*Exercise input:*
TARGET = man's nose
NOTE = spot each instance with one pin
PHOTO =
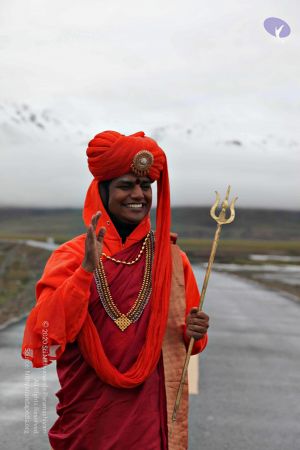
(137, 192)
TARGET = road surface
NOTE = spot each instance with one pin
(249, 378)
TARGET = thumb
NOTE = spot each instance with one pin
(101, 234)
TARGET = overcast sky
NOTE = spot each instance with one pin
(219, 93)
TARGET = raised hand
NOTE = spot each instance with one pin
(93, 244)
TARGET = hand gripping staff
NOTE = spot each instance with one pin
(221, 220)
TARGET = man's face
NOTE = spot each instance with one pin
(130, 198)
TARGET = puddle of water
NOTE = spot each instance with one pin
(280, 258)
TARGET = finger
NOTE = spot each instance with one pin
(197, 329)
(101, 234)
(89, 233)
(95, 219)
(200, 314)
(200, 323)
(194, 335)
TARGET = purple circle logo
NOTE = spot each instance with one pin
(277, 27)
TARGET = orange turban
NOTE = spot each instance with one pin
(110, 154)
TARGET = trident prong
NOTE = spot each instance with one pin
(221, 219)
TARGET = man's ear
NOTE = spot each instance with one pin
(103, 189)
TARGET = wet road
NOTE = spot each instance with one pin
(249, 391)
(249, 377)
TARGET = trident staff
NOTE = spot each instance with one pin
(221, 220)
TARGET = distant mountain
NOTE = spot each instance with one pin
(188, 222)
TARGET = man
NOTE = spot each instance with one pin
(119, 304)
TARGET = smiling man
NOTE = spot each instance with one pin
(119, 305)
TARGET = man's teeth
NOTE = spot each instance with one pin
(134, 205)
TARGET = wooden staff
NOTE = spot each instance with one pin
(221, 220)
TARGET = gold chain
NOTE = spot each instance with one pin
(124, 320)
(129, 263)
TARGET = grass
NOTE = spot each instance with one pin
(237, 251)
(21, 266)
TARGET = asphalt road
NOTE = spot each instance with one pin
(249, 377)
(249, 392)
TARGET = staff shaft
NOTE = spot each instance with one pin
(192, 340)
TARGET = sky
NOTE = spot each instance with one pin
(219, 94)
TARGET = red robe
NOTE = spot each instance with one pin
(92, 414)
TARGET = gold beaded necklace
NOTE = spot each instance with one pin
(120, 261)
(124, 320)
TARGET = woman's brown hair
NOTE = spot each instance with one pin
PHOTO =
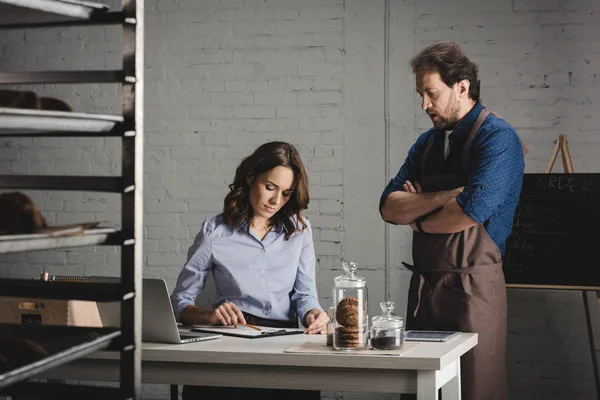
(237, 208)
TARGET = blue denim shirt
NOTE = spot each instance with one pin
(496, 168)
(272, 278)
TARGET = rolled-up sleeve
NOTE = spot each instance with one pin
(495, 164)
(305, 288)
(192, 278)
(409, 171)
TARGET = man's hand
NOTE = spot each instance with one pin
(408, 187)
(227, 314)
(316, 321)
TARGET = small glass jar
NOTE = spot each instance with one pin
(331, 315)
(350, 325)
(387, 331)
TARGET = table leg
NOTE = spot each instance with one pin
(451, 390)
(427, 385)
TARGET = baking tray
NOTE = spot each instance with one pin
(62, 344)
(43, 241)
(69, 8)
(28, 120)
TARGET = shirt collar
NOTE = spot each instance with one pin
(277, 228)
(466, 123)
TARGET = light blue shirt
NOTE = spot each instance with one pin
(272, 278)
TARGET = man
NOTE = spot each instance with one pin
(458, 190)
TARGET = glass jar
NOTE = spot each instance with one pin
(351, 319)
(331, 315)
(387, 329)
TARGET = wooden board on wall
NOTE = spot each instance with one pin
(555, 241)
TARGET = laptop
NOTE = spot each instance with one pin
(158, 320)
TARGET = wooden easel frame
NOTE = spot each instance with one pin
(562, 146)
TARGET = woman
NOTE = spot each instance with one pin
(261, 255)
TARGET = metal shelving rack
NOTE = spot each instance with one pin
(128, 126)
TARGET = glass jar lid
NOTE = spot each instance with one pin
(387, 320)
(350, 279)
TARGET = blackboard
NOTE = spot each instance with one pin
(555, 239)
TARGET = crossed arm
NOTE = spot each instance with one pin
(439, 211)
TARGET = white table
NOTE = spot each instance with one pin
(230, 361)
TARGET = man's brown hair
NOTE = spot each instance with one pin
(448, 59)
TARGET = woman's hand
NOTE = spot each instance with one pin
(227, 314)
(316, 322)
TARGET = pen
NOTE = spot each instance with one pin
(252, 326)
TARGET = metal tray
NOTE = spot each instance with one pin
(42, 241)
(63, 344)
(27, 120)
(69, 8)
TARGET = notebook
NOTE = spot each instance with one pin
(158, 320)
(246, 332)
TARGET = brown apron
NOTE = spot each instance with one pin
(458, 284)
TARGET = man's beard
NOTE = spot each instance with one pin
(449, 119)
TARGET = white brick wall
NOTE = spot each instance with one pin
(225, 76)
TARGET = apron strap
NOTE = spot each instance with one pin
(483, 114)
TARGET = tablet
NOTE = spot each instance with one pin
(430, 336)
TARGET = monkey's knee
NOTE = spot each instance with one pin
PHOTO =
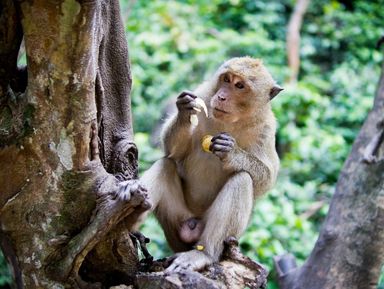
(159, 179)
(191, 230)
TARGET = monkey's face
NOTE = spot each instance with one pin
(233, 99)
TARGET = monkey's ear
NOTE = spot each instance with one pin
(275, 91)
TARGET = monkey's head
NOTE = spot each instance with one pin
(243, 87)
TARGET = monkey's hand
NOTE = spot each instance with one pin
(186, 104)
(191, 260)
(222, 145)
(127, 188)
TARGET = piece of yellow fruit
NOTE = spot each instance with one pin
(193, 118)
(206, 143)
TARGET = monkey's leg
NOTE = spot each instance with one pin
(228, 216)
(166, 195)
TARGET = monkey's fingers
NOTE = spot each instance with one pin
(224, 142)
(223, 135)
(220, 148)
(187, 93)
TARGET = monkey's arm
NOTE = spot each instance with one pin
(261, 164)
(177, 131)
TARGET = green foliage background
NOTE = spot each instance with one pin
(174, 45)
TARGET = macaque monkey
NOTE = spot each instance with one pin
(200, 198)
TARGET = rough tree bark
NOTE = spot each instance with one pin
(66, 143)
(349, 252)
(293, 39)
(66, 151)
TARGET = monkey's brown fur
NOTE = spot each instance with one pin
(215, 190)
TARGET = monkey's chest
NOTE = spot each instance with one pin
(203, 177)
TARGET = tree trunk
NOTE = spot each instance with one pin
(293, 39)
(66, 143)
(350, 250)
(69, 192)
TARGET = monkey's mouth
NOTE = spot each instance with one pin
(220, 110)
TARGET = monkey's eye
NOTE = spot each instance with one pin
(239, 85)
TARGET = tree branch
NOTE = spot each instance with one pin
(349, 252)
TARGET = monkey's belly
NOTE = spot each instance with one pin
(203, 177)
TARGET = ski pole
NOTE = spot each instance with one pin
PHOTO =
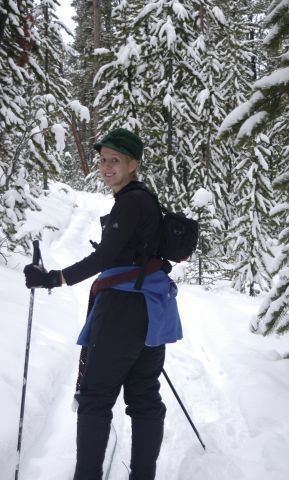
(183, 408)
(35, 261)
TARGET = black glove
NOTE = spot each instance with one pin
(36, 276)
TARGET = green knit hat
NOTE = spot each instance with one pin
(123, 141)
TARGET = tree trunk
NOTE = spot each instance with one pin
(80, 149)
(96, 44)
(3, 19)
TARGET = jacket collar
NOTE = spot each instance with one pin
(134, 185)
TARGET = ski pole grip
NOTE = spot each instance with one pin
(36, 252)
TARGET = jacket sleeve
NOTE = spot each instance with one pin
(123, 221)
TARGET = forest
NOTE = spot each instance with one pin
(205, 84)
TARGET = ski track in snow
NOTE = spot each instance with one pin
(207, 368)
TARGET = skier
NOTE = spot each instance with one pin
(132, 315)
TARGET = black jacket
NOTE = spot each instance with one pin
(130, 235)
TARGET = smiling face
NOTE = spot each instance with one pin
(116, 169)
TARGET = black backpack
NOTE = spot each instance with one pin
(179, 235)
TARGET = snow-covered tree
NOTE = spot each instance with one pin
(35, 107)
(249, 234)
(268, 105)
(18, 40)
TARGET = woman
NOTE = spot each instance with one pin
(133, 314)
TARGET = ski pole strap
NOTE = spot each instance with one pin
(153, 265)
(36, 253)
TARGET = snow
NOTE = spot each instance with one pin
(233, 383)
(251, 123)
(219, 15)
(279, 77)
(59, 132)
(202, 197)
(240, 113)
(80, 111)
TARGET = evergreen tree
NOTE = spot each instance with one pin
(269, 105)
(251, 229)
(36, 111)
(17, 45)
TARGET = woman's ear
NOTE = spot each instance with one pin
(133, 166)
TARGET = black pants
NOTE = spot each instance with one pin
(118, 357)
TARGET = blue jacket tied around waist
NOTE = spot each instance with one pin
(159, 290)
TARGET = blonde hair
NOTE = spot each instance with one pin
(133, 175)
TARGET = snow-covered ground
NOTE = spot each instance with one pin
(234, 384)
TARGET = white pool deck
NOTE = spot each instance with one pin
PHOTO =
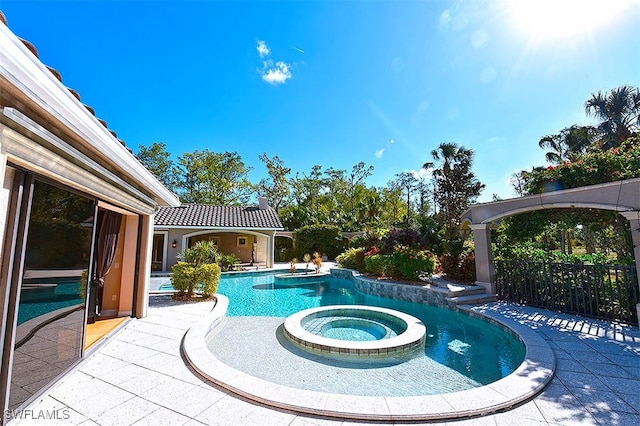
(139, 376)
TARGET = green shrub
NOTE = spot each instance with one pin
(411, 263)
(378, 264)
(402, 237)
(208, 279)
(325, 239)
(353, 258)
(226, 261)
(188, 278)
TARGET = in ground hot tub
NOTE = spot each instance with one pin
(355, 330)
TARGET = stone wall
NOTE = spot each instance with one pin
(416, 293)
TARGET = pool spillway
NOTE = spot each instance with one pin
(354, 330)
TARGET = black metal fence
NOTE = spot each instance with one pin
(600, 291)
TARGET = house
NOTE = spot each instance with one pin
(622, 197)
(76, 224)
(247, 232)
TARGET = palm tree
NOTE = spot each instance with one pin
(618, 112)
(570, 143)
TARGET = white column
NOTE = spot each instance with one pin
(144, 268)
(485, 272)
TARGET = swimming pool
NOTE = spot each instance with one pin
(460, 352)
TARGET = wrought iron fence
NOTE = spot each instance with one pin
(599, 291)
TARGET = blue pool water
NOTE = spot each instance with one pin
(470, 348)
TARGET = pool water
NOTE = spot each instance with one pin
(471, 351)
(353, 329)
(37, 300)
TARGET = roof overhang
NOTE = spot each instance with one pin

*What is asked:* Copy out exactly the lines between the line that contains "TARGET = evergreen tree" and the last line of the records, both ends included; leave out every picture.

*Answer to the task:*
TARGET = evergreen tree
NOTE = spot each instance with one pin
(269, 105)
(251, 229)
(36, 111)
(17, 45)
TARGET = woman's ear
NOTE = spot each instance with one pin
(133, 166)
TARGET = black pants
NOTE = spot each instance with one pin
(118, 357)
TARGET = blue jacket tied around waist
NOTE = spot each instance with one pin
(159, 290)
TARGET = blonde hair
NOTE = spot each instance with one pin
(133, 175)
TARGET = snow-covered ground
NOTE = spot each instance with one pin
(234, 384)
TARGET = white pool deck
NOTE = spot each instance with one pin
PHOTO =
(139, 376)
TARGET = green shrub
NOTE = spot each instance with one pin
(411, 263)
(378, 264)
(402, 237)
(208, 279)
(325, 239)
(353, 258)
(226, 261)
(188, 278)
TARGET = in ground hot tub
NOTE = spot each instance with one pin
(355, 330)
TARGET = stone wall
NOTE = spot each instance with one pin
(416, 293)
TARGET = pool spillway
NOTE = spot each instance with one pin
(354, 330)
TARGET = black metal fence
NOTE = spot each instance with one pin
(600, 291)
TARGET = house
NOTE = spot each instance with one pin
(622, 197)
(76, 224)
(247, 232)
TARGET = palm tree
NOTE = spot each instance with one pin
(618, 112)
(570, 143)
TARGET = white column
NOTE = spot each instance with one pin
(144, 268)
(485, 272)
TARGET = swimming pool
NOTE = spot each instance with one pin
(460, 352)
TARGET = wrought iron fence
NOTE = spot each instance with one pin
(599, 291)
TARGET = blue pool water
NOTE = spot each instance with one pin
(470, 348)
TARGET = pool water
NOTE = spot each instance with one pin
(471, 351)
(353, 329)
(37, 300)
TARGET = roof overhang
NOTE = spot each instance with one pin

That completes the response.